Extract:
^^^^^^^^^^^^^^^^
NOTE 5 – ENTRY INTO PROPERTY OPTION AGREEMENT:

 

On March 12, 2015 (the “Effective Date”), we entered into a property option agreement (“Agreement”) with Gunpoint Exploration Ltd. (“Gunpoint”), which closed on March 31, 2015.  Gunpoint granted us an exclusive and irrevocable option (“Option”) to purchase a 100% interest in Gunpoint’s Talapoosa project (the “Project”) in western Nevada.  Pursuant to the Agreement, we have the right to exercise the Option at any time beginning on March 31, 2015 and ending within thirty (30) months of March 12, 2015, unless sooner terminated (“Option Period”).   

 

As consideration for the Option, we agreed to issue two million (2,000,000) shares of common stock and pay $300,000 in cash.  A $100,000 cash payment was made on March 31, 2015.  The common stock was valued at fair value on the Effective Date and capitalized with the cash payment of $100,000 for a total of $1,300,000.  The remaining $200,000 cash payment is due the earlier of (a) two business days following the completion of a financing for at least $2 million in gross aggregate proceeds or (b) 180 days from March 31, 2015.  The common stock was issued on March 31, 2015 and is being held in escrow.  The shares are irrevocable and will be released to Gunpoint as follows:  25% on September 12, 2015; 25% on March 12, 2016; 25% on September 12, 2016; and 25% on March 12, 2017.  Gunpoint will receive the total of 2,000,000 shares even if the Company does not exercise the Option. 

 

At any time during the Option Period, we may purchase 100% of Talapoosa by providing written notification thereof and paying to Gunpoint $10 million in cash (the “Option Payment”) within ninety (90) days of the notification date.  Upon the date that Gunpoint receives the Option Payment (the “Closing Date”), we will have earned a 100% interest in the Project.
^^^^^^^^^^^^^^^^
Transcribe the part of the option agreement note from "As consideration for" to "exercise the Option.".

Supplied material:
^^^^^^^^^^^^^^^^
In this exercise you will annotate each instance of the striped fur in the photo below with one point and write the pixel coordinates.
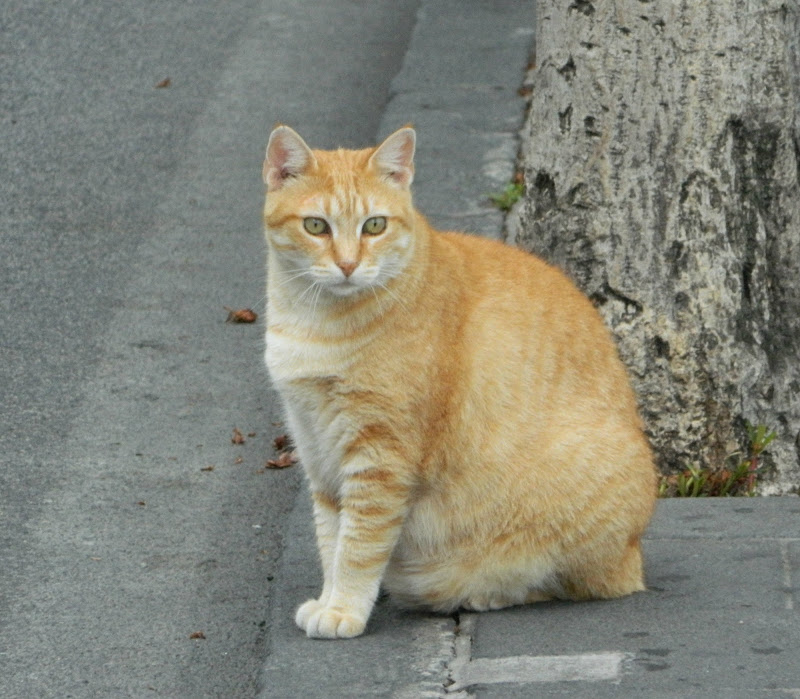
(467, 429)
^^^^^^^^^^^^^^^^
Task result:
As consideration for the Option, we agreed to issue two million (2,000,000) shares of common stock and pay $300,000 in cash.  A $100,000 cash payment was made on March 31, 2015.  The common stock was valued at fair value on the Effective Date and capitalized with the cash payment of $100,000 for a total of $1,300,000.  The remaining $200,000 cash payment is due the earlier of (a) two business days following the completion of a financing for at least $2 million in gross aggregate proceeds or (b) 180 days from March 31, 2015.  The common stock was issued on March 31, 2015 and is being held in escrow.  The shares are irrevocable and will be released to Gunpoint as follows:  25% on September 12, 2015; 25% on March 12, 2016; 25% on September 12, 2016; and 25% on March 12, 2017.  Gunpoint will receive the total of 2,000,000 shares even if the Company does not exercise the Option.